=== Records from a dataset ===
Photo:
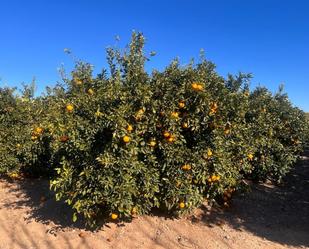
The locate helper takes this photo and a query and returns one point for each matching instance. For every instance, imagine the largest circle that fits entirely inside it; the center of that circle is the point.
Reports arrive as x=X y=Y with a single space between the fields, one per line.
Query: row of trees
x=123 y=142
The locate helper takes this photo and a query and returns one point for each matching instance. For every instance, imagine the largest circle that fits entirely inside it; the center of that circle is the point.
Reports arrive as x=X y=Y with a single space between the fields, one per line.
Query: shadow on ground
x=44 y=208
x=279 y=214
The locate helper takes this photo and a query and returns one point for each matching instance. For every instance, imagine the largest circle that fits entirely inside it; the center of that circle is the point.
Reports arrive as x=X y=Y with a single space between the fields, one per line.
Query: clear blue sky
--
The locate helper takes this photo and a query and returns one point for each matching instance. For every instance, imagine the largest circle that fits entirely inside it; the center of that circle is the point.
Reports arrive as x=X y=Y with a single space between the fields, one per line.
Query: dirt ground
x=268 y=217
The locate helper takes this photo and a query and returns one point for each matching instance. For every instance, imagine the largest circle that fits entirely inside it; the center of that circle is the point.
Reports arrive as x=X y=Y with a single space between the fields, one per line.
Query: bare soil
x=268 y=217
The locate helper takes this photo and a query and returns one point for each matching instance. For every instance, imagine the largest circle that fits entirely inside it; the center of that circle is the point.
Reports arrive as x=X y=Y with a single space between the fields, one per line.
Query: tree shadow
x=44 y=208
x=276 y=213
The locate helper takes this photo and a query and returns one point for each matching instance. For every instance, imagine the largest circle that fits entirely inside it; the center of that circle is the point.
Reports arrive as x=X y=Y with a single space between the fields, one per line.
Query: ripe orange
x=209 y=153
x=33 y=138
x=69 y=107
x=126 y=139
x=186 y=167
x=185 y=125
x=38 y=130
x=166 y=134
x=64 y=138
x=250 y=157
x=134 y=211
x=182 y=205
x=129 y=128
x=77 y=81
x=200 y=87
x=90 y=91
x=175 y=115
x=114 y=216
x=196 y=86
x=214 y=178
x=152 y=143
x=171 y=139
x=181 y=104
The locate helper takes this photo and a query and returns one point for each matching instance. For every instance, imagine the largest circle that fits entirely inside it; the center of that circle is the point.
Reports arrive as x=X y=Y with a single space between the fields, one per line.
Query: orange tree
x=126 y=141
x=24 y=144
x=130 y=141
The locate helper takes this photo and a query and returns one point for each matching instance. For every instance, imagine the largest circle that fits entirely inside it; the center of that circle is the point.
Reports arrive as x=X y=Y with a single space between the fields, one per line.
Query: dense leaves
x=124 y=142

=== Your goal ===
All that is needed is the exact run of lines above from the line containing "Query: row of trees" through the line containing "Query: clear blue sky", both of them included.

=== Worked solution ===
Query: row of trees
x=123 y=142
The locate helper takes this photo and a query and returns one point for each matching instance. For every instance, imagine the largest circle that fits entirely inside it; the center of that circle is the point.
Reports arrive as x=X y=Y with a single space between the fields, one per line.
Query: shadow on ground
x=44 y=208
x=279 y=214
The locate helper takes this photo and a query and returns one point for each matching instance. For every instance, imagine the largest circle that fits entirely inside it; the center of that circle is the point.
Reports arrive as x=X y=Y with a single space between the fields, one per line.
Query: clear blue sky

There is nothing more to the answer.